## To do
Copy the material below without any changes, starting at the line that contains "Reviewer note: check that each instance of the teeth" and continuing through the final line, with both ends included.

Records in a dataset
• • •

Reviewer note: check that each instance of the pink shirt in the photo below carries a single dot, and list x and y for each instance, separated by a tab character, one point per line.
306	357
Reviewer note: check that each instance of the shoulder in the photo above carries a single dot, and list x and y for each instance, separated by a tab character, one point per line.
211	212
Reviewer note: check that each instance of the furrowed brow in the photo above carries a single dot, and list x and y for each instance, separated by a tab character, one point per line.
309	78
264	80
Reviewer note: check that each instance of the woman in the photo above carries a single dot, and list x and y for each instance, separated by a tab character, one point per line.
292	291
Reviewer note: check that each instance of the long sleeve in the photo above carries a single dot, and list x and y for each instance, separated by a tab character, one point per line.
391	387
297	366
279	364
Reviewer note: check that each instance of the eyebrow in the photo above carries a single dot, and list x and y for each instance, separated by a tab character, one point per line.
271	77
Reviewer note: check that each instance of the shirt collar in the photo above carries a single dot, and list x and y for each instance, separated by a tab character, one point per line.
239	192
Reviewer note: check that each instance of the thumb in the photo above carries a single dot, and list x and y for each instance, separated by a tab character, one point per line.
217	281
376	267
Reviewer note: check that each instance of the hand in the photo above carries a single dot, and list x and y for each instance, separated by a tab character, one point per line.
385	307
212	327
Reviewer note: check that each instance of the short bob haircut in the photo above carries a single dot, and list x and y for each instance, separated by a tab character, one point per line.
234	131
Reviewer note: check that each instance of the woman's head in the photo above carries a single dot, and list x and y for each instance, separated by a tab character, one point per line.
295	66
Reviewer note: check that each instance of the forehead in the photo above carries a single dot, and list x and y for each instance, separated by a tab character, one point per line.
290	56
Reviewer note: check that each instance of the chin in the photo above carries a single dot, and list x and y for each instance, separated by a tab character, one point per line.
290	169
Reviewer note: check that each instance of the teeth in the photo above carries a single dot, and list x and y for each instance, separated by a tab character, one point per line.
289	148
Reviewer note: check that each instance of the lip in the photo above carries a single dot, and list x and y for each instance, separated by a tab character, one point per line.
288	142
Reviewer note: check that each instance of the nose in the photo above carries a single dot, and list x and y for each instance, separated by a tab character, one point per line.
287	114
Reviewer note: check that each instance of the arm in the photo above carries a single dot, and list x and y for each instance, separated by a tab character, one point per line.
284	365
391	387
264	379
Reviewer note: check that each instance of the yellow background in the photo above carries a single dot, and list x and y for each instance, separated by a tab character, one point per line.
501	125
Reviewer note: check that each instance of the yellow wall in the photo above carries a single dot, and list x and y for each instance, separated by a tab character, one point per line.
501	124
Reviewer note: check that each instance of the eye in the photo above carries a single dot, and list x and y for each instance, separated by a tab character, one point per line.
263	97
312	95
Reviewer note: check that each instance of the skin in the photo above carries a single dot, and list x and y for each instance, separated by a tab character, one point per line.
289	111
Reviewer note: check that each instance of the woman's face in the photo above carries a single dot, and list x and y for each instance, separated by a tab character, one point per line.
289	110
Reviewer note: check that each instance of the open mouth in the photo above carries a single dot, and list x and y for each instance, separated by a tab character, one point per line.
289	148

• • •

## Written answer
Reviewer note: check that each instance of the teeth in the photo above carries a single dot, and list x and y for each instance, separated by a tab character, one point per line.
289	148
Reviewer note: check that each instance of the lip in the photo above carries a single dot, and list x and y for each instance, separated by a tab character, one point per line.
288	142
Reviewer note: check that each instance of the nose in the photo above carries a single dot, and list x and y for each instance, separated by a tab character, one point per line.
287	114
Reviewer note: check that each instance of the arm in the photo above carries a single dot, and list x and y for each instance, separated by a tab character, one point per line.
284	365
391	387
264	379
Reviewer note: check that each instance of the yellow background in the photo above carries a single dot, and list x and y for each instance, separated by a tab character, one point per line.
501	125
Reviewer note: check that each instance of the yellow wall in the photo above carries a single dot, and list x and y for each instance, separated by a tab character, one point per line.
501	124
Reviewer note: check that each instance of the eye in the photo above carries a single dot, and list x and y for each instance, separated by a tab character, one point per line.
263	97
312	95
Reviewer note: check that each instance of the skin in the photo above carries a single dot, and list x and y for each instance, separated by a tab character, one point per line.
289	111
Reviewer note: check that each instance of the woman's face in the photo above carries a single dot, and list x and y for each instance, separated by a tab character, one point per line.
289	110
Reviewer note: check that each instance of the open mouth in the photo above carries a single dot, and list x and y for each instance, separated by a tab character, one point per line.
289	148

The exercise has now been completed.